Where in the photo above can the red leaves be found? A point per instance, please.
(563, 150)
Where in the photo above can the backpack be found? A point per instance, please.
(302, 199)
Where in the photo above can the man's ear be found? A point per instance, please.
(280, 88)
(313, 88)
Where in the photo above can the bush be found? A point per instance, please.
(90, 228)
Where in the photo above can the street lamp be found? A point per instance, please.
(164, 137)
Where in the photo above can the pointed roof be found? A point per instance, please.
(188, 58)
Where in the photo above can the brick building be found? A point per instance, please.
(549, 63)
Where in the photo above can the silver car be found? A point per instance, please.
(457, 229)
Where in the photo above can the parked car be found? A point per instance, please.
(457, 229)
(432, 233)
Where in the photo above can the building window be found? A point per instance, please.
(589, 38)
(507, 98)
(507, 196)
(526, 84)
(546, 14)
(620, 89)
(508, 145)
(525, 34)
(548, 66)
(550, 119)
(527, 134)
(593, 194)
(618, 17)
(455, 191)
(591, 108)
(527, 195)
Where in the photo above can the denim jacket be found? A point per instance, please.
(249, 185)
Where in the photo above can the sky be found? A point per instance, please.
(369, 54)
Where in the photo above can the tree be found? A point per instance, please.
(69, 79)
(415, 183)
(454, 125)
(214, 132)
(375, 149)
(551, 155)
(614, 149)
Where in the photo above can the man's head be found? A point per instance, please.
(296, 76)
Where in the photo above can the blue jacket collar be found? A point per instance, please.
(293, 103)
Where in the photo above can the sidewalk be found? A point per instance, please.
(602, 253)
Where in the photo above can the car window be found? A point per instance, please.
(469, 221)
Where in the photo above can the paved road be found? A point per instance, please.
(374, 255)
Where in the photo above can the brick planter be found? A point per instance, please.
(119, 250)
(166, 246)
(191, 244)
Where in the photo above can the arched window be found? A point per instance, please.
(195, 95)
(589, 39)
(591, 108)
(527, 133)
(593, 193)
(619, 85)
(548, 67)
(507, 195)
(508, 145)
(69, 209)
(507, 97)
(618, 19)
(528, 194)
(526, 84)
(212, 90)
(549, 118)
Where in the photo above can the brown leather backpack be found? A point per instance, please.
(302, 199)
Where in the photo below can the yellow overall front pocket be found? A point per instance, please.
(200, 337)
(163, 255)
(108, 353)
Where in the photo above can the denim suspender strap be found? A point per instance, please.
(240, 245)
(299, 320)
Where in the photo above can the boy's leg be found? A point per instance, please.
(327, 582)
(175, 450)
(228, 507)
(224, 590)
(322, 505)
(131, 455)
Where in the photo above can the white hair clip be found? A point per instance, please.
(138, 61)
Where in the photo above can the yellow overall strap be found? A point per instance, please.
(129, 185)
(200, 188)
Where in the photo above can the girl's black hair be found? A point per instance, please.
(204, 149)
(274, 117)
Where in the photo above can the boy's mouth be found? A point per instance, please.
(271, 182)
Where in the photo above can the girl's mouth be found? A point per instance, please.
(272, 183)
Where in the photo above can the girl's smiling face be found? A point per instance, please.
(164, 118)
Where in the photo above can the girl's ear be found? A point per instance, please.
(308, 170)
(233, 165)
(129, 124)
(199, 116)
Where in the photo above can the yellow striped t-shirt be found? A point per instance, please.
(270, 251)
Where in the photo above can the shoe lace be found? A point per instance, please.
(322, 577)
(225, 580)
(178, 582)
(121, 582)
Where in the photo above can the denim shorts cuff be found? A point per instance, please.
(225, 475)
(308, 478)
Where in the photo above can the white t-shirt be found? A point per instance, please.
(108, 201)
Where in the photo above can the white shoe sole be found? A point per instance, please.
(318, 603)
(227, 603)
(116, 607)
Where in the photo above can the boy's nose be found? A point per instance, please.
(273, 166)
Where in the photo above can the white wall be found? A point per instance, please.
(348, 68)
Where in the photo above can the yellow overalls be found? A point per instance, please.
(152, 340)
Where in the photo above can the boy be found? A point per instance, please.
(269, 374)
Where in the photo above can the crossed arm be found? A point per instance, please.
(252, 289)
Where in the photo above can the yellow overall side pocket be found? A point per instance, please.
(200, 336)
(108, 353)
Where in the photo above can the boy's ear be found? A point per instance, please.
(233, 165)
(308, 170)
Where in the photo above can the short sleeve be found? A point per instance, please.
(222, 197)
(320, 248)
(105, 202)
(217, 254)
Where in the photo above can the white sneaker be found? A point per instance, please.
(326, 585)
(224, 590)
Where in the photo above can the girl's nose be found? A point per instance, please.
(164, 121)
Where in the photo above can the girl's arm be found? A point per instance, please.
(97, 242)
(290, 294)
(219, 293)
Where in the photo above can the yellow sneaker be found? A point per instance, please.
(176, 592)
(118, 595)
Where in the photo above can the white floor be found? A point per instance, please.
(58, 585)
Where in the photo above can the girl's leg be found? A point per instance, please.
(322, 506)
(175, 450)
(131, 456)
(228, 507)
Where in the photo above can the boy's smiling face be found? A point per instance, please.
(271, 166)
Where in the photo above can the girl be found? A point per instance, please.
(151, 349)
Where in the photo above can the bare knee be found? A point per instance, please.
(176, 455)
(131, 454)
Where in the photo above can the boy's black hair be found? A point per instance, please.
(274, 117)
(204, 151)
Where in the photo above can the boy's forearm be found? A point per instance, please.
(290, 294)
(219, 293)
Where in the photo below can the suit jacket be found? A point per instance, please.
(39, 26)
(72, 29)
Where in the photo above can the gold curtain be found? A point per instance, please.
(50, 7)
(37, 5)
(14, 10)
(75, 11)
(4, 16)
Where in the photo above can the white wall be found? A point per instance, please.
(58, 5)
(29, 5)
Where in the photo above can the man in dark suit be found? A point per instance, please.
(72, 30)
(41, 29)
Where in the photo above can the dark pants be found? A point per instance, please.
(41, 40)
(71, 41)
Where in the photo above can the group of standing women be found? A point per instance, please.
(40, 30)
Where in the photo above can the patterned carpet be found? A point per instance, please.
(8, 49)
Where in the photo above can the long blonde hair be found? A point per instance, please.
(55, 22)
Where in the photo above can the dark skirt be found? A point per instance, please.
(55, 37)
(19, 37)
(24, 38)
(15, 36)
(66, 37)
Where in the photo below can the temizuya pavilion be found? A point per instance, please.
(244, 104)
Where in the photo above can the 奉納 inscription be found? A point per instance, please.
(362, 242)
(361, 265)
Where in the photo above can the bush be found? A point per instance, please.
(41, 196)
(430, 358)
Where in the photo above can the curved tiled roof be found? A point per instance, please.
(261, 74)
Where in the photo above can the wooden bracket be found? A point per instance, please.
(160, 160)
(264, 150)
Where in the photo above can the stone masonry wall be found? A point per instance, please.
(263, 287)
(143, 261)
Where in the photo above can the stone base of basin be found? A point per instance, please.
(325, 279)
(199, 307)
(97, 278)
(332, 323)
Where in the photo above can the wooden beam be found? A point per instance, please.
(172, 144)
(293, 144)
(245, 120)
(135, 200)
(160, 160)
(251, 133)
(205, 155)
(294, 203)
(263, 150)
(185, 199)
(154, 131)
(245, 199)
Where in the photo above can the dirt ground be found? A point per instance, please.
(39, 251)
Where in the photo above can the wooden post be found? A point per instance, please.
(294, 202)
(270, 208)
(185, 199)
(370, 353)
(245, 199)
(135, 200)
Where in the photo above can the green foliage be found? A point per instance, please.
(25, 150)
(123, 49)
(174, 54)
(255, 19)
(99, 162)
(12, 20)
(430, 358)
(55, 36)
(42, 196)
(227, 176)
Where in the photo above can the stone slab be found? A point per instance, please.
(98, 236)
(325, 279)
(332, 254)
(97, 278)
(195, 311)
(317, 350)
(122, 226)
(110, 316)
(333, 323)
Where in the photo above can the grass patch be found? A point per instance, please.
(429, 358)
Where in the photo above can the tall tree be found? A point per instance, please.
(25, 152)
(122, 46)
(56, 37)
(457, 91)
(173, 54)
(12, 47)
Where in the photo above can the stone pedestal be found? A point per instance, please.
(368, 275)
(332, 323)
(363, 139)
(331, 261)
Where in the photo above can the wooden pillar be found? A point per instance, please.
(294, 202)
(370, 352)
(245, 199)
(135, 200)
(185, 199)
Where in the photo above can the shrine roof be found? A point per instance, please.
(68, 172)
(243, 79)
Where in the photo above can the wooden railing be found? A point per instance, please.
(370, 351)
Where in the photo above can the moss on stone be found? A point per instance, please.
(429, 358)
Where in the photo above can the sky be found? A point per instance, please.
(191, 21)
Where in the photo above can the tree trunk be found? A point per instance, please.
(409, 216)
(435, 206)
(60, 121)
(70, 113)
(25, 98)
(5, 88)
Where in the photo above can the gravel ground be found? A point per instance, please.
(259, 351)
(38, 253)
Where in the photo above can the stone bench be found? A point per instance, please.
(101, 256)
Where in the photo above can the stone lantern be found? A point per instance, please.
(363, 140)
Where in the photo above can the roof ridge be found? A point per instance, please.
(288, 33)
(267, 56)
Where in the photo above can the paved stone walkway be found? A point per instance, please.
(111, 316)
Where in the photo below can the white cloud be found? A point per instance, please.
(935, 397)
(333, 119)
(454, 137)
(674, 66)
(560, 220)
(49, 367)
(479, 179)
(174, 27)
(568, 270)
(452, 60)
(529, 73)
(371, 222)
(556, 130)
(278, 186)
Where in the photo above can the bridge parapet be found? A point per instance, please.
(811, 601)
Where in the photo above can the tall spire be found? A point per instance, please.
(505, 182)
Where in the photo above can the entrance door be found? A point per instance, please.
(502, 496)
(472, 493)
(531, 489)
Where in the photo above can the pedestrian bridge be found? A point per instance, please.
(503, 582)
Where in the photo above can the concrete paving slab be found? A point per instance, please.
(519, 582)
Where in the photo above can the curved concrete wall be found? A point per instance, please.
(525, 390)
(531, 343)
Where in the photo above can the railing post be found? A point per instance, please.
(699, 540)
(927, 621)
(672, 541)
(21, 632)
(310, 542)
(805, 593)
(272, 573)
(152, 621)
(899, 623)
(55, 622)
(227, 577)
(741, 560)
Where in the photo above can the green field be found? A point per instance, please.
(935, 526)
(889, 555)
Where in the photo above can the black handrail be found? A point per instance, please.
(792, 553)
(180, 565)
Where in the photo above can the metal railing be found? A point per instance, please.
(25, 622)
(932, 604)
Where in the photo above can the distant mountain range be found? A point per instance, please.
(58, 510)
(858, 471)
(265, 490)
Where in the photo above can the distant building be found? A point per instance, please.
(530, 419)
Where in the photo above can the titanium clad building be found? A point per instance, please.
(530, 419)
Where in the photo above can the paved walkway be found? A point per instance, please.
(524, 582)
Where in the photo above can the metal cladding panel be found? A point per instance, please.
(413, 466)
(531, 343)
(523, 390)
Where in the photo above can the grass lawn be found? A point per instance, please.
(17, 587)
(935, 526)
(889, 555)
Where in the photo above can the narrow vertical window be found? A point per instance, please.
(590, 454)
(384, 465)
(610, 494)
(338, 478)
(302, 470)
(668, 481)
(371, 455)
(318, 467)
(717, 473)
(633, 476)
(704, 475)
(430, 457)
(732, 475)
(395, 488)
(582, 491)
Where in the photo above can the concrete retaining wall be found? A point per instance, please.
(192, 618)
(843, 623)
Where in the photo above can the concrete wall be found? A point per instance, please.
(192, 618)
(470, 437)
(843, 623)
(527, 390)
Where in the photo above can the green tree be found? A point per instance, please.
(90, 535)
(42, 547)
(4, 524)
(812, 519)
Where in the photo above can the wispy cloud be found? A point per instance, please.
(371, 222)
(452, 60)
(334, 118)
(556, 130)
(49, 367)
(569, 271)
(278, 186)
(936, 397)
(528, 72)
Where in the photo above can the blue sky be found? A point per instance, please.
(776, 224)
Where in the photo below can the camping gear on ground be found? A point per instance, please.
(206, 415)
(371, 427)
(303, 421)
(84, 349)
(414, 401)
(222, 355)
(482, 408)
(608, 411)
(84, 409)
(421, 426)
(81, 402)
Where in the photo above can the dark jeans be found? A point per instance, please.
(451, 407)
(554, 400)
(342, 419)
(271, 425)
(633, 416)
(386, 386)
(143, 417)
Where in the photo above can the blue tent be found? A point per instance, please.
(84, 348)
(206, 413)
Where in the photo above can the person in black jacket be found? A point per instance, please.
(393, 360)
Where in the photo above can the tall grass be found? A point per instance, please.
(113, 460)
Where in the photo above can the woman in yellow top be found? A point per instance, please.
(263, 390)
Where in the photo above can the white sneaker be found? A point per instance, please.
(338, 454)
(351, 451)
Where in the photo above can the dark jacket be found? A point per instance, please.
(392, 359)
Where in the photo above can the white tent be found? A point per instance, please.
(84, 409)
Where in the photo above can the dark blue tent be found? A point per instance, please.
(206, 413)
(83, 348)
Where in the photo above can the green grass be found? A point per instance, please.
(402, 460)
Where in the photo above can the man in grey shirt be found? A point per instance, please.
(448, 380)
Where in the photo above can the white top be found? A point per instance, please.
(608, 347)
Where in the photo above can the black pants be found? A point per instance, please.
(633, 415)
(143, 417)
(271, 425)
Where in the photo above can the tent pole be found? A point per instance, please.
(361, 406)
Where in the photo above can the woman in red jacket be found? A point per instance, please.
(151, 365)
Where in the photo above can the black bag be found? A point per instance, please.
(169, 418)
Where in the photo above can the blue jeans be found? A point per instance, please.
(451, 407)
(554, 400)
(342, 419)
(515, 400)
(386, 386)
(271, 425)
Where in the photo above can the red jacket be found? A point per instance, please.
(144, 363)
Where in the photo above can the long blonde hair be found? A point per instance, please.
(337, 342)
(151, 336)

## [DIRECTION]
Print only the lines from the one with "Where in the photo above can the blue tent" to the end of the records, both included.

## [RESPONSE TO THE EXERCISE]
Where in the photo above can the blue tent be found? A point per instance, please.
(84, 348)
(206, 413)
Where in the photo above can the person in black jacket be found? A point per instance, please.
(393, 360)
Where in the photo above can the tall grass be found? A point per instance, please.
(113, 460)
Where in the photo above can the woman in yellow top be found? A point per instance, please.
(263, 390)
Where in the photo above can the white sneaker be found? A point per instance, please.
(338, 454)
(351, 451)
Where in the photo above can the dark jacket be found? A point per instance, please.
(392, 359)
Where in the photo above can the white tent be found? A point per instance, please.
(84, 409)
Where in the photo above can the dark blue tent be found? A point per instance, please.
(206, 413)
(83, 348)
Where in the photo above can the green grass be found? A point per instance, please.
(402, 460)
Where in the photo above can the man in grey shirt be found? A point per instance, please.
(448, 380)
Where in the photo above can the white top be found? A point per instance, please.
(608, 347)
Where in the photo above can the black pants be found? A point per instance, please.
(633, 415)
(143, 417)
(271, 425)
Where in the photo above can the tent pole be found? A point per instance, please.
(361, 406)
Where in the photo above can the woman in red jacket be found? A point per instance, please.
(151, 365)
Where in the photo above can the black bag be found? A point per instance, please.
(169, 418)
Where in the photo above can the blue jeans be found? A point per instance, please.
(451, 407)
(554, 400)
(342, 419)
(515, 400)
(386, 386)
(271, 425)
Where in the photo above can the red jacket be found? A point per instance, please.
(144, 363)
Where in the photo above can the long blonde hair be found? A point per instance, please.
(337, 342)
(151, 336)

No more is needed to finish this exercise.